On y a mis sous terre une urne contenant les cendres de Juifs inconnus victimes du camp nazi d’Auschwitz.

La bizarre aventure qui a mené cette urne ici résume à elle seule le malentendu et l’ambiguïté du statut des victimes de la bombe atomique.

Cela se passe en 1962. Quatre jeunes pacifistes japonais entreprennent une « marche pour la paix d’Hiroshima à Auschwitz ». Leur but est d’« unir les victimes » de la tragédie de la Seconde Guerre mondiale.

« Nous, Japonais, avec notre double statut d’agresseurs et de victimes, avons plus que d’autres le devoir d’en appeler à la paix dans le monde », déclarent-ils, suivis ici et là par des foules plus ou moins nombreuses.

Ils se rendent à Singapour, mais c’est au moment où des fosses communes de victimes des atrocités des soldats japonais pendant la Guerre sont découvertes. L’accueil n’est pas particulièrement chaleureux.
--
Rédigez la suite de l'extrait sur la marche pour la paix d'Hiroshima à Auschwitz, en reprenant juste après sa dernière phrase.

Enregistrements d'annotation de contours:
--
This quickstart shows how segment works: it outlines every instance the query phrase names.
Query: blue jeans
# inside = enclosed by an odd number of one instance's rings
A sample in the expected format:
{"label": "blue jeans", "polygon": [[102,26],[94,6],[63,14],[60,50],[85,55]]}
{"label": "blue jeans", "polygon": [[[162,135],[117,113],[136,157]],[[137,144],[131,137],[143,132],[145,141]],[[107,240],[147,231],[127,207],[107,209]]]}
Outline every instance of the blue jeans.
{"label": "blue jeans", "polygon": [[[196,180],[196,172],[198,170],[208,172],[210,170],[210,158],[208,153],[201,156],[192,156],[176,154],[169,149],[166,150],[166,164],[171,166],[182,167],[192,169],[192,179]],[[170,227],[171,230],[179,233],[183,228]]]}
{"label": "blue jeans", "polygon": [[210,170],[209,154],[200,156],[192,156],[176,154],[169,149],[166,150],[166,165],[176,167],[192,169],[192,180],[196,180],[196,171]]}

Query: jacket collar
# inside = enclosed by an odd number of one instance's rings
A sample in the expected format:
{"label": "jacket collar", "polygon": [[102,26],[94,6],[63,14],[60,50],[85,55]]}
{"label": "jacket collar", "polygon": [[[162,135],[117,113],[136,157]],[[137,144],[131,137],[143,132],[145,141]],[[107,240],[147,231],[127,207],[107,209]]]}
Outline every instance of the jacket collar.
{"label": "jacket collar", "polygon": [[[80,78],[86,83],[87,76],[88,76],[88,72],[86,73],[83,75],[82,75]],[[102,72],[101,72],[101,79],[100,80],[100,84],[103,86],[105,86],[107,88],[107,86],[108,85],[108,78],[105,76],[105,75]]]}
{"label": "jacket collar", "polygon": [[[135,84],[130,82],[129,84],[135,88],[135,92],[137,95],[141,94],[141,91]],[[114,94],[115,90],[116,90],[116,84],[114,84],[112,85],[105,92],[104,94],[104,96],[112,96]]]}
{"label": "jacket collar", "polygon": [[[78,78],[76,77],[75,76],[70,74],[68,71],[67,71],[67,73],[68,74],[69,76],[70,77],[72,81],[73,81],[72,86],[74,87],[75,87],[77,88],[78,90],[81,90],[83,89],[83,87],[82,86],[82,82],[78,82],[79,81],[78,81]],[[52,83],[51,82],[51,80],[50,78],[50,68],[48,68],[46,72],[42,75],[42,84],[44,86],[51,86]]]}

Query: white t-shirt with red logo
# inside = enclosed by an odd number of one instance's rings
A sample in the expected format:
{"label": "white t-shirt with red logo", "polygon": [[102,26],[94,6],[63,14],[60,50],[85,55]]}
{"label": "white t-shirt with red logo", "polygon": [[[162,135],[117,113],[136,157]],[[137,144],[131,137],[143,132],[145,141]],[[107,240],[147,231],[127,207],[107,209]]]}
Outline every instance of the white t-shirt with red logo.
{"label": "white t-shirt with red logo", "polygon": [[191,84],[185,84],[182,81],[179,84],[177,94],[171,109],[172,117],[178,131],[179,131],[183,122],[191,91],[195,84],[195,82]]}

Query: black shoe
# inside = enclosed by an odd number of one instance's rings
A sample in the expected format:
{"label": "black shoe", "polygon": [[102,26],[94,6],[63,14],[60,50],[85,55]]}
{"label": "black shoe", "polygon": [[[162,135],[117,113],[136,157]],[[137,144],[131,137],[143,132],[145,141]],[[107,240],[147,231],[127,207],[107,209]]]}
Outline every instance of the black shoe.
--
# Réponse attendue:
Ils aboutissent en Israël à l’invitation de l’ambassadeur. On les reçoit froidement. Leur discours pacifiste et antinucléaire ne prend pas tellement dans un pays qui se sent menacé de toutes parts, et où on a retenu une leçon différente de la Guerre : un peuple sans pouvoir militaire est à la merci des assassins. Israël développe sans complexe son programme nucléaire, et ce ne sont pas des anciens alliés des Allemands qui viendront l’arrêter.

Voici les jeunes pacifistes en Pologne. Cette fois, l’accueil est triomphal. Le pays communiste trouve en ces « victimes de l’impérialisme nucléaire anglo-américain » des symboles politiques formidables. Ils vont à l’ancien camp d’Auschwitz-Birkenau – oeuvre de fascistes allemands. Là, on leur remet l’urne. Ils songent à la faire installer au Mémorial de la Paix à Hiroshima, pour symboliser l’unité de toutes les victimes de la guerre. Mais des protestations véhémentes se font entendre de toutes parts. De quel droit utiliser ces cendres de Juifs inconnus ?

L’affaire devient intenable politiquement et le maire d’Hiroshima renonce à l’idée.

Ne sachant plus trop quoi faire de l’urne, on l’enterre finalement à Mitaki.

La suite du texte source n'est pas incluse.